=== Document extract ===

The opinion of the court was delivered by: Wall, Magistrate Judge
Pending before the court is a motion by plaintiff Allstate Insurance Company ("Allstate") seeking an order compelling production of documents concerning an investigation of defendant Dr. James Liguori by the New York Office of Professional Medical Conduct ("OPMC"). See Docket Entry ("DE") . Plaintiff does not seek the materials directly from the OPMC, but rather wants an order directing defendant and his attorneys to produce documents in their possession regarding the investigation. Defendants have opposed the motion and seeks sanctions. See DE . For the reasons set forth herein, both the motion to compel and the request for sanctions are denied.
Allstate commenced this action alleging fraud, unjust enrichment, and seeking a declaratory judgment and a permanent injunction that it need not make additional payments to defendants because of the alleged fraud. According to Allstate, Dr. Liguori fraudulently billed for electrodiagnostic tests that were fabricated or not performed. Compl. ¶1.
Defendants have withheld production of documents that were created in 2008 during an investigation of Dr. Liguori by the OPMC. The investigation resulted in the entry of a Consent Order dated August 7, 2008. See Pl's ltr, Ex. B. The Statement of Charges underlying the Consent Order contained one factual allegation, that "[d]uring periods between on or about November 21, 2002 and on or about July 13, 2005, Respondent evaluated and treated Patients AE, and failed to maintain records adequately reflecting his evaluation of the patients." The sole charge against Dr. Liguori was that he committed "professional misconduct as defined in N.Y. Educ. Law §6530(32) by failing to maintain a record for each patient which accurately reflects the care and treatment of the patient" as alleged in the factual statement.
Allstate notes that the Statement of Charges "are not specific as to the precise conduct that led to Liguori's discipline," but argues that the disciplinary action of requiring Dr. Liguori to complete a continuing education course suggests that the underlying conduct may be relevant to this litigation. Pl's ltr., at 2. Allstate seeks an order compelling defendants to produce documents in their possession that they have withheld as privileged. The defendants have provided a privilege log for the documents at issue.*fn1
Defendants argue that the documents sought are not relevant within the meaning of Rule 26 of the Federal Rules of Civil Procedure since the OPMC investigation did not result in a charge of fraud or excessive testing. The court conducted an in camera review of the documents, and upon that review, finds that most of the documents are not relevant. There are, however, a small number that may contain relevant material that could possibly lead to the discovery of admissible evidence. Thus, the issue of whether those documents are protected from production due to a privilege must be addressed.

===

In the court opinion, what is the date of the Consent Order that resulted from the OPMC investigation of Dr. Liguori? You do not need the listing to answer.

=== Given information ===

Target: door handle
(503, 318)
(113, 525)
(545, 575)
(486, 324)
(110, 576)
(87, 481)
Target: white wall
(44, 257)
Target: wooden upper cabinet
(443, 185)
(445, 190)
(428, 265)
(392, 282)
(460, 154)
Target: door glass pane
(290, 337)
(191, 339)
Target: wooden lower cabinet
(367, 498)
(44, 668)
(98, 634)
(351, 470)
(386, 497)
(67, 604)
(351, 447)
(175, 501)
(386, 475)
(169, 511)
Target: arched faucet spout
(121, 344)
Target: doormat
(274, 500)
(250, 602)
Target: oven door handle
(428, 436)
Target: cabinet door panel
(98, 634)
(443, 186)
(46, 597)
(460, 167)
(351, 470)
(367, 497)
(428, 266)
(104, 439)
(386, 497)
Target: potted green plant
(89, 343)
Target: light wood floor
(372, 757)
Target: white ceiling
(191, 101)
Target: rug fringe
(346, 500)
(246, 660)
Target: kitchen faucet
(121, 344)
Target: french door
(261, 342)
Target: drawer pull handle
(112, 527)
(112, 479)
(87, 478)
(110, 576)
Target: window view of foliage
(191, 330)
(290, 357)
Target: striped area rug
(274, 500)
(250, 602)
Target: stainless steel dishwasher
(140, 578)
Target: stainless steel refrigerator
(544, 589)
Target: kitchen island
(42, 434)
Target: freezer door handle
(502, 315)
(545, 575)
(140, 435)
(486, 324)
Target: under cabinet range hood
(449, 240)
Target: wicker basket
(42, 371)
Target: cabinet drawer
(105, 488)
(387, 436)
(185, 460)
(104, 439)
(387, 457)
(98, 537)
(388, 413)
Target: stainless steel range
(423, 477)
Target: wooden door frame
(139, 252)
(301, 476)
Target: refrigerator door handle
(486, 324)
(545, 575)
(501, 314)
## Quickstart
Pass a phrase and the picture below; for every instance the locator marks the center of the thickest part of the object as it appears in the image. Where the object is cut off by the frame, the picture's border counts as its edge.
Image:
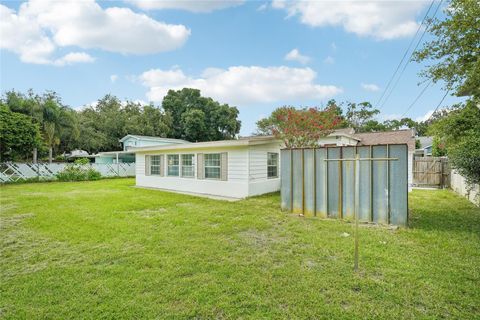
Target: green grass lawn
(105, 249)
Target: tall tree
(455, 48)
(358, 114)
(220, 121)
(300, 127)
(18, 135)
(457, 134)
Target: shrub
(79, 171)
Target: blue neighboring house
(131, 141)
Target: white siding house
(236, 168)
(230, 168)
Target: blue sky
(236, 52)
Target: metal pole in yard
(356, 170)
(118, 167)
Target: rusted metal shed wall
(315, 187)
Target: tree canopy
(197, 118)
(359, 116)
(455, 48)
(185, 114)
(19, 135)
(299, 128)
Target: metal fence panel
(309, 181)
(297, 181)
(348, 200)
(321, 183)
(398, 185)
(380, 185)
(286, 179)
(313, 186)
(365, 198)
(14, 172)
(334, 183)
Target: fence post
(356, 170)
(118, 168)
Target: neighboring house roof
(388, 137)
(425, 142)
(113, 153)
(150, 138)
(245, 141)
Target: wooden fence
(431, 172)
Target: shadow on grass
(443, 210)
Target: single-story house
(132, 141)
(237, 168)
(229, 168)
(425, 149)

===
=== Given information ===

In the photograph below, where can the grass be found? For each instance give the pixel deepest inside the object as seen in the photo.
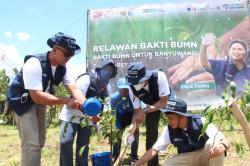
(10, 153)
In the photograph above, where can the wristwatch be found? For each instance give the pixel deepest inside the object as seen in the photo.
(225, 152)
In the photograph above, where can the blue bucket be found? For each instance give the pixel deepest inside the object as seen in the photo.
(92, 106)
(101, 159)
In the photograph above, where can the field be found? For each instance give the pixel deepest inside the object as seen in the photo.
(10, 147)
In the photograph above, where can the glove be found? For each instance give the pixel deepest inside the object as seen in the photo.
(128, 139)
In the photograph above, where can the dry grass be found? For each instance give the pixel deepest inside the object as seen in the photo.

===
=== Given information ===

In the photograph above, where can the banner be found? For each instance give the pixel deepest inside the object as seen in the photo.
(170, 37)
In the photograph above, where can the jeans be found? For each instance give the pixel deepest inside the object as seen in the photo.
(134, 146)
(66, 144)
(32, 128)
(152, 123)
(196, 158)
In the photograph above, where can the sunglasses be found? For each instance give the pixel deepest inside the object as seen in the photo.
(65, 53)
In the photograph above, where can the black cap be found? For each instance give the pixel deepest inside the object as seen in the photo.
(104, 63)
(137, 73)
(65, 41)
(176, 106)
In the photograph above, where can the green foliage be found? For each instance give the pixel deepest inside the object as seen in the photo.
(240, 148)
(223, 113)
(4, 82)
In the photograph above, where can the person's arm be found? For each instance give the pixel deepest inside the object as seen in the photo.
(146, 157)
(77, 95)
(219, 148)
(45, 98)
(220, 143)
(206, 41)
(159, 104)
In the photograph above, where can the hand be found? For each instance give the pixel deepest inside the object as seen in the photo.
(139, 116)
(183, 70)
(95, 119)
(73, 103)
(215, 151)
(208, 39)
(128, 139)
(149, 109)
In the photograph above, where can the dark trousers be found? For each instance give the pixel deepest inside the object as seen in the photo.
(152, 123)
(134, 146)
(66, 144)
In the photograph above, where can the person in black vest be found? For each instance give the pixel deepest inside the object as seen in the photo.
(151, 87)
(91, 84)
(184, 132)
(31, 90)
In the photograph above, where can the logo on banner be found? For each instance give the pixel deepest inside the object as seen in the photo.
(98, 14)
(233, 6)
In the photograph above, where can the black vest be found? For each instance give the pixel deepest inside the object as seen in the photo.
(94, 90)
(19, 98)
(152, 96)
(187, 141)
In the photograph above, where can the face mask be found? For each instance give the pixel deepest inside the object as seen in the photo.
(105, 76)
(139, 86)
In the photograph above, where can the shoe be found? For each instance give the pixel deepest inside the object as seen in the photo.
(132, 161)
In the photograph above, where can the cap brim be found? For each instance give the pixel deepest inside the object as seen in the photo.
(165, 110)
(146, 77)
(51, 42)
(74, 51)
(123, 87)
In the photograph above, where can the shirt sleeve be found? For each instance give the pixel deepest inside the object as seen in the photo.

===

(Completed exercise):
August 7, 2008.